[begin AVAILABLE DATA]

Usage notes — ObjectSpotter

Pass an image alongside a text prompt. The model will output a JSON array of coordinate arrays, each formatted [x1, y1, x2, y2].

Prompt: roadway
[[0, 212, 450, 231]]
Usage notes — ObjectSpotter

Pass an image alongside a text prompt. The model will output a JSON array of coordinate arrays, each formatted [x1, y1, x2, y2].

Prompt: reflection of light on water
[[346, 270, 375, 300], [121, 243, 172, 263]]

[end AVAILABLE DATA]
[begin AVAILABLE DATA]

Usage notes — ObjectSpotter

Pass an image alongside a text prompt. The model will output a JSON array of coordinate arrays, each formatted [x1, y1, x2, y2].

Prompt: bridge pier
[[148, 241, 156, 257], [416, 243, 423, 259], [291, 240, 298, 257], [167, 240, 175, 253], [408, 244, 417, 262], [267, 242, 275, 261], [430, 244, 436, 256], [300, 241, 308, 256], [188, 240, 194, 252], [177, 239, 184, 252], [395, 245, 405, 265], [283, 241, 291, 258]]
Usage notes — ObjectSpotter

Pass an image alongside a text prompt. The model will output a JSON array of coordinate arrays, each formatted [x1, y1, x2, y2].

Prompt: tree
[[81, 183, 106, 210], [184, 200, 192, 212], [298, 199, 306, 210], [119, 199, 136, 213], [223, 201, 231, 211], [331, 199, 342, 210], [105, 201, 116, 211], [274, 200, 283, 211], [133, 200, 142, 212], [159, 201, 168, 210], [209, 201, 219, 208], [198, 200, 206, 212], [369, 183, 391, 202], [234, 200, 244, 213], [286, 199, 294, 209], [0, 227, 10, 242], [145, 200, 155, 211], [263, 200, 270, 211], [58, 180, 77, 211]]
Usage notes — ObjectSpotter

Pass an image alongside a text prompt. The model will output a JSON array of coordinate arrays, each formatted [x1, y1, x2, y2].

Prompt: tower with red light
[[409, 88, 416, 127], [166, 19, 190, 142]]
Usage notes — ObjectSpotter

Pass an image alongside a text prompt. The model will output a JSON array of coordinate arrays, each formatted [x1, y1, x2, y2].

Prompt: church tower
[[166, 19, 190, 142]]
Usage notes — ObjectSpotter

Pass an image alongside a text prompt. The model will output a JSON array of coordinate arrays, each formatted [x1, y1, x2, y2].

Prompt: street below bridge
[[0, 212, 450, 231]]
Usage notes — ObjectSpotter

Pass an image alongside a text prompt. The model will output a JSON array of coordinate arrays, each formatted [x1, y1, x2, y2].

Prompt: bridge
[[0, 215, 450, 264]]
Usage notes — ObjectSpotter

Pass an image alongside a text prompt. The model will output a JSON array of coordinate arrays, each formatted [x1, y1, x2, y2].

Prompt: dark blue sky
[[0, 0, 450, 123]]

[end AVAILABLE DATA]

Report how many lines of the records contain the string "bridge". Give only the number.

# SOLUTION TO THIS TASK
3